(Dataset entries)
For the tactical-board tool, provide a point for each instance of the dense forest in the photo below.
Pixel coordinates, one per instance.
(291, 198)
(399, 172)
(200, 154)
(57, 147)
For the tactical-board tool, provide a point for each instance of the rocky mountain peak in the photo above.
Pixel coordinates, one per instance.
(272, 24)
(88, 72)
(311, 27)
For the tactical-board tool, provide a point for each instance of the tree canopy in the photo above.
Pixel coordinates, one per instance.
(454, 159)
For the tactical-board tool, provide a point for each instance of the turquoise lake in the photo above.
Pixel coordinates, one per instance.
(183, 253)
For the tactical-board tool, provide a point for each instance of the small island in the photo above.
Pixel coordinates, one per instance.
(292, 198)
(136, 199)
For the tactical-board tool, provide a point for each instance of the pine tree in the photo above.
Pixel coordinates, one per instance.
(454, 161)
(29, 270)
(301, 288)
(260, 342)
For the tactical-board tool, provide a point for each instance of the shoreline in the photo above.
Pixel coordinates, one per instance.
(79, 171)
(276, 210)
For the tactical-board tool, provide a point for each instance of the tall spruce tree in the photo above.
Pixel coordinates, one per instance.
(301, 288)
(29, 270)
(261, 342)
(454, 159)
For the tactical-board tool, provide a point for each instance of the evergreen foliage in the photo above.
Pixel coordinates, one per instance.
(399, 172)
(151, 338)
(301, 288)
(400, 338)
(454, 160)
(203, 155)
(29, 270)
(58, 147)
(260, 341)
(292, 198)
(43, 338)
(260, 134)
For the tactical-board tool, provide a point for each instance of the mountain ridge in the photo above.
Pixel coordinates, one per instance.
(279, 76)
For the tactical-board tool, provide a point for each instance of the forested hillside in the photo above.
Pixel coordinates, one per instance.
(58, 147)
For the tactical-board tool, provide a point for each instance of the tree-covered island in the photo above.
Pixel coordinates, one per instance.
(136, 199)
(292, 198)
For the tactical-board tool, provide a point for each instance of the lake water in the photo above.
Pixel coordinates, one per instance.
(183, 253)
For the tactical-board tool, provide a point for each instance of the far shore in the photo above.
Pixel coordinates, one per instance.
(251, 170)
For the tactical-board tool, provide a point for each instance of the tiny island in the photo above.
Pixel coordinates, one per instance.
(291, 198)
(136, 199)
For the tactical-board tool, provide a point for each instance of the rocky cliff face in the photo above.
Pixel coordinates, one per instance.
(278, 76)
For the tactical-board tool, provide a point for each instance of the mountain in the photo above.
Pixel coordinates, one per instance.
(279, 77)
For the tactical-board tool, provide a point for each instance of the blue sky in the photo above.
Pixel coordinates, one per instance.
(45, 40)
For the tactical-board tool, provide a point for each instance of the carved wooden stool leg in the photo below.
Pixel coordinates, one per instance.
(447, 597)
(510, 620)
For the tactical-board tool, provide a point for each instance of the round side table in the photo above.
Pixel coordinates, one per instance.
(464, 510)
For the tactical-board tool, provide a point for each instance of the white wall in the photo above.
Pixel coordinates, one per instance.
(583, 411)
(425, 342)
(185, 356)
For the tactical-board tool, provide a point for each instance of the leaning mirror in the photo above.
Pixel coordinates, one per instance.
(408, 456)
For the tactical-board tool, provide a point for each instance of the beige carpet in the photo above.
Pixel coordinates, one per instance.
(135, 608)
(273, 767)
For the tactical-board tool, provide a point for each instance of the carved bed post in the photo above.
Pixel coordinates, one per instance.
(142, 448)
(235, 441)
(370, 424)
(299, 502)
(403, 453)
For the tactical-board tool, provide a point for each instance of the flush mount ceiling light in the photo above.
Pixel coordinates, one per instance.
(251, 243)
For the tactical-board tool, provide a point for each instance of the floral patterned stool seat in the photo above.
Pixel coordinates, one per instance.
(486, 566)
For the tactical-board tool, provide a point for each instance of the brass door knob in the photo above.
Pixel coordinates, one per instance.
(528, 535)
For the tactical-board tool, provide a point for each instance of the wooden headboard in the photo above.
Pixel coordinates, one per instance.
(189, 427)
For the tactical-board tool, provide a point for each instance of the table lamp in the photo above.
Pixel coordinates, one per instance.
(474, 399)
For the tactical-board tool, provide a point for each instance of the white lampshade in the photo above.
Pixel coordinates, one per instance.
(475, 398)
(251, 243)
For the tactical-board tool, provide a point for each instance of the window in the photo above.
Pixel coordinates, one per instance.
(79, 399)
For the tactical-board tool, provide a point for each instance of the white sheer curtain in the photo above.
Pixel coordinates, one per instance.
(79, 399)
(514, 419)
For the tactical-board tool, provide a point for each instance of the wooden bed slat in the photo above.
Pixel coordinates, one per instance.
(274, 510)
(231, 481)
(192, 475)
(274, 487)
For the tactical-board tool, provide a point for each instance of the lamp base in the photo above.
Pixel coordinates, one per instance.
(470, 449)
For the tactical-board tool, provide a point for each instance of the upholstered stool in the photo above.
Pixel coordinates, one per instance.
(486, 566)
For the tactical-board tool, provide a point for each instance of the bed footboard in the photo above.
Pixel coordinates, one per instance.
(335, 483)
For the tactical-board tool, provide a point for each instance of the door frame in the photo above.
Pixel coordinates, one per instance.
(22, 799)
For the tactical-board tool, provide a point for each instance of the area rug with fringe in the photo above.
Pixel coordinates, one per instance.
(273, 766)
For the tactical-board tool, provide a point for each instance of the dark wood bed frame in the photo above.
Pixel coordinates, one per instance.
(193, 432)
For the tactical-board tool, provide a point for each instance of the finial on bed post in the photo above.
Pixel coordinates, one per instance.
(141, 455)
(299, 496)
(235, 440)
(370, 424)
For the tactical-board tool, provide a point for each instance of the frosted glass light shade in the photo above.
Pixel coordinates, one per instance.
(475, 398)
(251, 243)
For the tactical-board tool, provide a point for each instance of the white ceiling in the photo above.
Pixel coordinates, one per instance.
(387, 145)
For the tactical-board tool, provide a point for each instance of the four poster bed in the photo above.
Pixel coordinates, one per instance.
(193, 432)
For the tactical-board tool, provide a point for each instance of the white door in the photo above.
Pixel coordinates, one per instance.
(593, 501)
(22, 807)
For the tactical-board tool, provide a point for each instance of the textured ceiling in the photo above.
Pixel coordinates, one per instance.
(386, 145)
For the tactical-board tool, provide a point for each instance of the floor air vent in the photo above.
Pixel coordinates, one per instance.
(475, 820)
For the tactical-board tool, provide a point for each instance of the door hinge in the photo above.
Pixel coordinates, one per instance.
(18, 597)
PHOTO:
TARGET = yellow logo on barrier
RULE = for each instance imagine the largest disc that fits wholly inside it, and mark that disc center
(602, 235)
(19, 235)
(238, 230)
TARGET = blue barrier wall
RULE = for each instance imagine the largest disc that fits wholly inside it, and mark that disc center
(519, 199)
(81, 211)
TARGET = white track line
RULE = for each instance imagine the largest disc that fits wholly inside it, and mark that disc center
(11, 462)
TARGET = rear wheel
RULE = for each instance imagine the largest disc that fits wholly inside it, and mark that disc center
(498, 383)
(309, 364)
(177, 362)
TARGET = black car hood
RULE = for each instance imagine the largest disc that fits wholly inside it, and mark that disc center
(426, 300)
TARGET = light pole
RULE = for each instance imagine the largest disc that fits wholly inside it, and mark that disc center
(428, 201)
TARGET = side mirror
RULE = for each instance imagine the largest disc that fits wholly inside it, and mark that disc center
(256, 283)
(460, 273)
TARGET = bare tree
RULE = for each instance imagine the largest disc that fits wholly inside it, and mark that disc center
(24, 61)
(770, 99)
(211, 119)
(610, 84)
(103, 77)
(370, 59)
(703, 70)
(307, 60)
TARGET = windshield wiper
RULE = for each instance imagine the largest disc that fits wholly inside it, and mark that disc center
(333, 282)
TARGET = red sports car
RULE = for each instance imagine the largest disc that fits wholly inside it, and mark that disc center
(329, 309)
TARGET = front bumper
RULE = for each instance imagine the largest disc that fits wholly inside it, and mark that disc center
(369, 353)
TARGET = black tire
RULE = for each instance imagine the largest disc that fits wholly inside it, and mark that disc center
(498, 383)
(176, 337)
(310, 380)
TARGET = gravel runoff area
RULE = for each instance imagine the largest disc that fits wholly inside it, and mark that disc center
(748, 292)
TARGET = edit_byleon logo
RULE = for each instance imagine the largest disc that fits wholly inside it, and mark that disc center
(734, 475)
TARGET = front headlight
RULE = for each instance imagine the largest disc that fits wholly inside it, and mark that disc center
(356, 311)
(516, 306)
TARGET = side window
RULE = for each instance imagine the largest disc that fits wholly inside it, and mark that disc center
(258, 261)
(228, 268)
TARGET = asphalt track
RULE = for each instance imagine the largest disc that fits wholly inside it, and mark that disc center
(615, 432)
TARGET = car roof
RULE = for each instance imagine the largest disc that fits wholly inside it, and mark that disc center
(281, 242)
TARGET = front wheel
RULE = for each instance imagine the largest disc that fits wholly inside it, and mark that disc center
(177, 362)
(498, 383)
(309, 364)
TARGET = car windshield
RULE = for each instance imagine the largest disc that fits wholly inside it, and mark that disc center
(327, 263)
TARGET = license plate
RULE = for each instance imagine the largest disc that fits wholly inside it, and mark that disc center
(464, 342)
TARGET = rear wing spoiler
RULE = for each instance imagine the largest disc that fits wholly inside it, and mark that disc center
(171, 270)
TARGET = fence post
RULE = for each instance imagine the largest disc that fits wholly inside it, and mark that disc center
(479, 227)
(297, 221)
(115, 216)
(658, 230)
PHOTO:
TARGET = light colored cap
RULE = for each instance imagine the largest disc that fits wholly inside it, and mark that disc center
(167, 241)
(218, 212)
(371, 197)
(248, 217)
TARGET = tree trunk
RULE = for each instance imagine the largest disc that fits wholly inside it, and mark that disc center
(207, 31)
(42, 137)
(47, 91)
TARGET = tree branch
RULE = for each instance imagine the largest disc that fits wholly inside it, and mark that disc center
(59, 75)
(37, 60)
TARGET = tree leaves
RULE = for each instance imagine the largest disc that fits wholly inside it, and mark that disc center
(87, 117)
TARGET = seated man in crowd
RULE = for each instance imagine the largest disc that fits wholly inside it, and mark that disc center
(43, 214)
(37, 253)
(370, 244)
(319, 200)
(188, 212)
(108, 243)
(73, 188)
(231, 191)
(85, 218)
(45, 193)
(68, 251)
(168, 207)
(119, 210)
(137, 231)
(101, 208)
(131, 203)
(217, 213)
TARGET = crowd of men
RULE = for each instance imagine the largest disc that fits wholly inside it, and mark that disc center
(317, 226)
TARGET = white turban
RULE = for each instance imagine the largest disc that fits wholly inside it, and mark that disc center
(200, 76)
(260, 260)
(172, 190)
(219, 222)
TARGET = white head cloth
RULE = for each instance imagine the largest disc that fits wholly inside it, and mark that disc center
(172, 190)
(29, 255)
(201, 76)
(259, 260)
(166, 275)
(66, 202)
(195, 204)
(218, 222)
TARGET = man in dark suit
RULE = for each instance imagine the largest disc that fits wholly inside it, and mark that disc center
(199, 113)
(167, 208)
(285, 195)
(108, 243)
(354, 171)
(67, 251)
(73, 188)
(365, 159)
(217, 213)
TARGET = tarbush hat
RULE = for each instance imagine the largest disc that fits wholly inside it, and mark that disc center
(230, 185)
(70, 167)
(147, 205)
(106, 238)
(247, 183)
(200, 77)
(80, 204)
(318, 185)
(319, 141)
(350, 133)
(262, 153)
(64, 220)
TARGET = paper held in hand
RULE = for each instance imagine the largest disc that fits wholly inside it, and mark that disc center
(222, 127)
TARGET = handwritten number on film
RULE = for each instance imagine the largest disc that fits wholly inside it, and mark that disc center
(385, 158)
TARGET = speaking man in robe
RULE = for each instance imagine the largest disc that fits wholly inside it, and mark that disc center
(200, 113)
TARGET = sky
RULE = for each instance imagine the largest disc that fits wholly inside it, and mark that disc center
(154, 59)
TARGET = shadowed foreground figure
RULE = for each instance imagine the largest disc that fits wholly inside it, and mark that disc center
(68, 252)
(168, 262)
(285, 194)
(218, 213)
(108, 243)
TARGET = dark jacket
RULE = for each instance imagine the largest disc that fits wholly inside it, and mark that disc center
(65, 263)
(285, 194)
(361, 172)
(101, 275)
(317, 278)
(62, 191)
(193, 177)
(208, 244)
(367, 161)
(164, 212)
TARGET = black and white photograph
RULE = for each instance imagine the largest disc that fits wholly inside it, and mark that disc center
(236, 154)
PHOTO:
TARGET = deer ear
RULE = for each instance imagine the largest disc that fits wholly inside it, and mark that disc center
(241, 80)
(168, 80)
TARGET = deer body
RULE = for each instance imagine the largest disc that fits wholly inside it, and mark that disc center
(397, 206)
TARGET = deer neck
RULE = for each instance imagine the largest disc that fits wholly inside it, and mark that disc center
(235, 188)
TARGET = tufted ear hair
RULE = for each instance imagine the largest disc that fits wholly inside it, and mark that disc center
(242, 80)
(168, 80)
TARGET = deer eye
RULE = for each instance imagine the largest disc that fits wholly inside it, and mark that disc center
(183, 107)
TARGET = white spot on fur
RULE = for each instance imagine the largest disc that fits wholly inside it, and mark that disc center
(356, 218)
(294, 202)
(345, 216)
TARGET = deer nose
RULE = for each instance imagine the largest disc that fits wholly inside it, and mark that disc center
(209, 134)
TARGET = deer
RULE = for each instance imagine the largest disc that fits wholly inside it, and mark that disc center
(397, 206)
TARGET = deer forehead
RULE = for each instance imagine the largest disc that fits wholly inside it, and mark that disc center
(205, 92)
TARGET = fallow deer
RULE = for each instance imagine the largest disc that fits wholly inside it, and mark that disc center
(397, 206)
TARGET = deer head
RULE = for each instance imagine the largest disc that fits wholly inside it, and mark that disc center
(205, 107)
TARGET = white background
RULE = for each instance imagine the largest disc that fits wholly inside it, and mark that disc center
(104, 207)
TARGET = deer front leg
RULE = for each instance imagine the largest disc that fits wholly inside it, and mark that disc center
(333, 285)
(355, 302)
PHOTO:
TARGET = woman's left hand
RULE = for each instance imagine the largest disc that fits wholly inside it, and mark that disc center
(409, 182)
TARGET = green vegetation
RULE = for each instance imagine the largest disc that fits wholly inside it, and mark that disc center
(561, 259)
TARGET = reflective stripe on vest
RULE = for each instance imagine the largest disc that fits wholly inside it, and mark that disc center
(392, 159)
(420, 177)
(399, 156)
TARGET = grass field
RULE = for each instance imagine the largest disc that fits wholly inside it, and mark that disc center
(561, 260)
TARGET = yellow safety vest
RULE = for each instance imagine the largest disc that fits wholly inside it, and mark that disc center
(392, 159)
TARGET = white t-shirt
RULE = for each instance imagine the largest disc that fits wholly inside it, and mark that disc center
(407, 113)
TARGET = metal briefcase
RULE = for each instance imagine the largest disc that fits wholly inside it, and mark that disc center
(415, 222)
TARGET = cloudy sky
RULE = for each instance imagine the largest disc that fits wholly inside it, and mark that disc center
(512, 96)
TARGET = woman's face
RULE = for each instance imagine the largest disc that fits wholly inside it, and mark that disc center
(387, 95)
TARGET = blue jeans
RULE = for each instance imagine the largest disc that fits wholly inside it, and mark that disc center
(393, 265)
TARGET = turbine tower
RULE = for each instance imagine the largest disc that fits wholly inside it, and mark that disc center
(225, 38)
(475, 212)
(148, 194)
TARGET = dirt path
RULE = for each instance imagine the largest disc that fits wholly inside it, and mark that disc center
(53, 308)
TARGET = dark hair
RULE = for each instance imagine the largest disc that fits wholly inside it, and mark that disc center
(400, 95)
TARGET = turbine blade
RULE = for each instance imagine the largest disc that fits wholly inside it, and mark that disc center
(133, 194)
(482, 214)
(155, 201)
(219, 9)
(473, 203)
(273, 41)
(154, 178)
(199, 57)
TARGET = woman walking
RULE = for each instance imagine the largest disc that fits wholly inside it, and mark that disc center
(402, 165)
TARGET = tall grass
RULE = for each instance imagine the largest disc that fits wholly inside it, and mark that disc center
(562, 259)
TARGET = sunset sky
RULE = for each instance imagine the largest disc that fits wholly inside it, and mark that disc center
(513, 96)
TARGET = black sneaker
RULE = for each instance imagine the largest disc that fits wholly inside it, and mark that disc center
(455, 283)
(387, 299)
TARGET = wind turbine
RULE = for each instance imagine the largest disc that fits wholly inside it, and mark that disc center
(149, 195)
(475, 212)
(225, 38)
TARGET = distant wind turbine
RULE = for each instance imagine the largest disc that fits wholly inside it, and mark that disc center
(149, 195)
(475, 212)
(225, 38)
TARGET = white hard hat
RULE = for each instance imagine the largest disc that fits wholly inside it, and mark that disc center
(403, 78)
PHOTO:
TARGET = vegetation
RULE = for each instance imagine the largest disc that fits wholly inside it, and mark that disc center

### WHAT YOU ARE ASKED TO DO
Only the lines above from the line containing "TARGET = paper held in hand" through the line containing "TARGET = handwritten number on film" should be retyped, exactly and with both ends included.

### ANSWER TO THIS PROBLEM
TARGET = paper held in hand
RULE = for each instance imagine the largest disc that fits wholly inside it, and mark that disc center
(222, 127)
TARGET = handwritten number on film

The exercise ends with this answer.